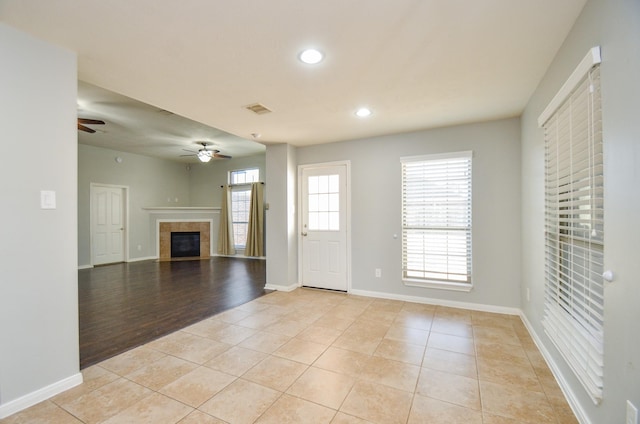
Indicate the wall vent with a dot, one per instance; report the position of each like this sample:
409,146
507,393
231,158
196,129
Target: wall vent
258,109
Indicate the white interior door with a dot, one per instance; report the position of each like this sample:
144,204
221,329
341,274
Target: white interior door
107,224
324,226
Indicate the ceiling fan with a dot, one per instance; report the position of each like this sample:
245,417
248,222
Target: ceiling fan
205,154
84,121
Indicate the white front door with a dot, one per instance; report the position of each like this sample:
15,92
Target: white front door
107,224
324,226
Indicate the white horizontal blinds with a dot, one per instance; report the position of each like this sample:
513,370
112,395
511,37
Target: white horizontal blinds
574,208
436,218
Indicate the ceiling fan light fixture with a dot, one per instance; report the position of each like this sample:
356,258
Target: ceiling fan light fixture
311,56
363,112
204,155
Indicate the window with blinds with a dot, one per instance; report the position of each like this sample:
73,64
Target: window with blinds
436,220
574,236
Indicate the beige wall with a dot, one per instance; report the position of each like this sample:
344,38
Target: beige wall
38,253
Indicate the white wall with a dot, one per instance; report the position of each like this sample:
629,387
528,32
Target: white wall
280,222
615,26
376,197
38,276
151,182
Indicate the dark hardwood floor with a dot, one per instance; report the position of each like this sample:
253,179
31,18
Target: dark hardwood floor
125,305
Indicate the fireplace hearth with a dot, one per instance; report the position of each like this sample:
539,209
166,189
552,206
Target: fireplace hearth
185,244
186,232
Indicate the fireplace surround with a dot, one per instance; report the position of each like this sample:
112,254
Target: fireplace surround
166,228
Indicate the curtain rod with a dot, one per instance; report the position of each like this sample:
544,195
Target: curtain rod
241,184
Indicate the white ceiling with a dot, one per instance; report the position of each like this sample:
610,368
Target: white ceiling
416,63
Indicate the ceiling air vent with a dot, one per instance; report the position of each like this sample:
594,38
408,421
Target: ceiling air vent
258,109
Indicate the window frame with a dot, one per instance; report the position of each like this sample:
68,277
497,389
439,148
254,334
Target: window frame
244,187
574,224
458,200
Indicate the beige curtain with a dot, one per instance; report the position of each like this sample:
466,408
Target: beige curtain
255,232
225,231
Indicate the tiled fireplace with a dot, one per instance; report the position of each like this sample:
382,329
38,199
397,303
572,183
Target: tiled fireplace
166,228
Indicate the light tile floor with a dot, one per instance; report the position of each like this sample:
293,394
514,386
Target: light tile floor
311,356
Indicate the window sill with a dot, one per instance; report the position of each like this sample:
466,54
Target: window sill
442,285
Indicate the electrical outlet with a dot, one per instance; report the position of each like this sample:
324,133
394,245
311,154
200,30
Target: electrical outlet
632,413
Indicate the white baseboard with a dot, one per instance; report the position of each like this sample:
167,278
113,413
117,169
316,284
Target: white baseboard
562,382
439,302
146,258
277,287
39,395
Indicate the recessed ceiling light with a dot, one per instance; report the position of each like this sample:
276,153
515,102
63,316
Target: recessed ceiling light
363,112
311,56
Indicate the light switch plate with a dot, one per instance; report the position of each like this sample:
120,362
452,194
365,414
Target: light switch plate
47,199
632,413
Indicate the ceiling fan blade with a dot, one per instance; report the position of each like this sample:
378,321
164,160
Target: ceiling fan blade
85,129
90,121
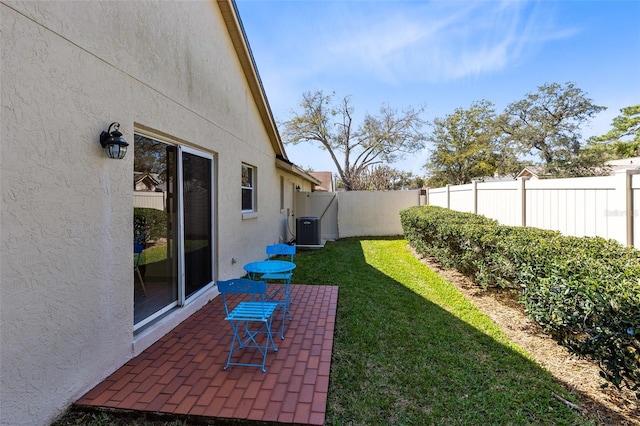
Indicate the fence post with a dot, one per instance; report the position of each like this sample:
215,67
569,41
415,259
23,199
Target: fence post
624,197
474,190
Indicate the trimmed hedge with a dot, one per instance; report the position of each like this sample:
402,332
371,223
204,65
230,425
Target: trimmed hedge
584,291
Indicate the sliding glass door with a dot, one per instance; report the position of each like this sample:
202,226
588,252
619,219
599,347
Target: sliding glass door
173,223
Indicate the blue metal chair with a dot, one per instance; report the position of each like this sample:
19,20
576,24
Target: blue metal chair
249,319
137,254
280,293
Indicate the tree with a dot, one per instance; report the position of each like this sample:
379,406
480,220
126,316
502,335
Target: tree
380,139
623,140
547,123
463,145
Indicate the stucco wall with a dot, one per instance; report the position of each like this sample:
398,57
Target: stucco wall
66,285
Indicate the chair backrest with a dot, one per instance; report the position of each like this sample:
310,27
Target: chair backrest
281,250
257,289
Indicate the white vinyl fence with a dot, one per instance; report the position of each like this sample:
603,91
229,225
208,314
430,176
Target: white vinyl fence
152,200
595,206
357,213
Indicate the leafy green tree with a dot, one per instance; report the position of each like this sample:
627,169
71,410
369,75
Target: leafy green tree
547,123
383,138
623,140
463,145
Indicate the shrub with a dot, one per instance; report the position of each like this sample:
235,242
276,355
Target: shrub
584,291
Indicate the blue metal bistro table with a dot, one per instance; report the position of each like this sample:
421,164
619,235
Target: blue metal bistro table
257,269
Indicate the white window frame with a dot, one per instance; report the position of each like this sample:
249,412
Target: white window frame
252,188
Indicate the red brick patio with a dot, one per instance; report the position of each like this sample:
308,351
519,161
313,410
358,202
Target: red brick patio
183,372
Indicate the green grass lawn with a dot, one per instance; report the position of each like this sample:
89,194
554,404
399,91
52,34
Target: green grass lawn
410,349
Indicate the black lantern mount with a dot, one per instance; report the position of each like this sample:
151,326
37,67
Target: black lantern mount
113,143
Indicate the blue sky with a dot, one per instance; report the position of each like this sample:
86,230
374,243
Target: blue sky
442,54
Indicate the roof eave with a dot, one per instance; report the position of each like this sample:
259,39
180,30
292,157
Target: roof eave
240,43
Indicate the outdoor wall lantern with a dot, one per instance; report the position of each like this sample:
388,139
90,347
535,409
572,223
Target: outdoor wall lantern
113,143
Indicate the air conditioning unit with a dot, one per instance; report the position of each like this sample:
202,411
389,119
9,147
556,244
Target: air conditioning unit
308,231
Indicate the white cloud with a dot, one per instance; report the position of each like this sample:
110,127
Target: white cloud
437,41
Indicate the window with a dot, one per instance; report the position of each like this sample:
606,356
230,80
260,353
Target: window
281,193
248,188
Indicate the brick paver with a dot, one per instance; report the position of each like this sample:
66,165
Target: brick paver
183,372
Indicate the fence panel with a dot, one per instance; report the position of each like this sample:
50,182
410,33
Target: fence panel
373,213
596,206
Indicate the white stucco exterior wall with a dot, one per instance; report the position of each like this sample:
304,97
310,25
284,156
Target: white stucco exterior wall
68,69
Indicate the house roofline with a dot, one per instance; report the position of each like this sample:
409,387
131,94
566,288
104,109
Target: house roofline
232,20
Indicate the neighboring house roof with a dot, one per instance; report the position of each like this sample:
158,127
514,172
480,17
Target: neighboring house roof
624,163
326,181
533,172
284,164
145,181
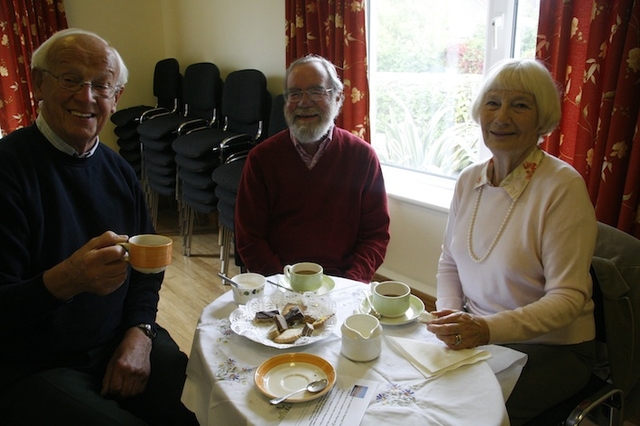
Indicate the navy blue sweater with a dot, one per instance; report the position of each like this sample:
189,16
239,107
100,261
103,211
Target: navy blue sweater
50,205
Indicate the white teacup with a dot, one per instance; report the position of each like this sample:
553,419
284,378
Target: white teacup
304,276
250,285
391,298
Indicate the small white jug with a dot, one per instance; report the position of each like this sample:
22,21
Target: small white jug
361,337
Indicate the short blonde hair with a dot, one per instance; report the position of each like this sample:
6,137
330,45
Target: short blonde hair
529,76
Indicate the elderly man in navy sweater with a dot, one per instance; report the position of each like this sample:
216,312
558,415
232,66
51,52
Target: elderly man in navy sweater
79,339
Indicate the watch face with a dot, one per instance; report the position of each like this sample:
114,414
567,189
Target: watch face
148,330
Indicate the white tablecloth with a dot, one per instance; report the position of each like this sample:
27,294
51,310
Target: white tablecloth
221,391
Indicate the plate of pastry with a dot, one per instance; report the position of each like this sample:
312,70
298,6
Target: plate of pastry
285,320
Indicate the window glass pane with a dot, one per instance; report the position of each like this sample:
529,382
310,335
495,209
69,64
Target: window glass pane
426,62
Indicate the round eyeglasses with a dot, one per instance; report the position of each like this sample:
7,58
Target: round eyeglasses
315,94
74,84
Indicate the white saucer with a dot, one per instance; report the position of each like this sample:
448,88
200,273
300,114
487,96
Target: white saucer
416,307
327,285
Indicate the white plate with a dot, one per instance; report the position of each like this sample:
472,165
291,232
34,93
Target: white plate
327,285
317,306
413,313
285,373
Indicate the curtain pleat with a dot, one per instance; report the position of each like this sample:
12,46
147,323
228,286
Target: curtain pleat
593,50
26,25
334,29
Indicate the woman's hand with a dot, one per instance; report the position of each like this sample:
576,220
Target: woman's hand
458,329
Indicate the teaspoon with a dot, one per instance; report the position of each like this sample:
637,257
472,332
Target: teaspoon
312,387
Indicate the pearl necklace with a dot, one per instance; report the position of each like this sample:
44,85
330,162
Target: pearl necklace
495,239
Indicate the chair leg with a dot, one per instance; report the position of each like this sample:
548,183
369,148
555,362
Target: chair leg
192,213
153,207
224,251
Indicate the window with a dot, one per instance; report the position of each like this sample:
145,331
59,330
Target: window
426,61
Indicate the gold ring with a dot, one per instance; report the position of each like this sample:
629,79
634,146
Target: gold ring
458,340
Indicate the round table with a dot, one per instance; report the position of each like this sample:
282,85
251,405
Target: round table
220,388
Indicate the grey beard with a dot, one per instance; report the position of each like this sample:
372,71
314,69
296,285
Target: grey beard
308,135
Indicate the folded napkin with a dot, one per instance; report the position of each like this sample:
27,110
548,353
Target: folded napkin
433,359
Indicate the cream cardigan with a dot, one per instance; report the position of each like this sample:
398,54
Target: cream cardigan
535,285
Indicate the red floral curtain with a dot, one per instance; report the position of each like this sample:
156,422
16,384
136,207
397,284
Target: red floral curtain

☆ ☆ ☆ ☆ ☆ ☆ ☆

TASK PROMPT
Using the data above, work out how many lines include the word "floral" and give only that number.

OUTPUT BELOW
2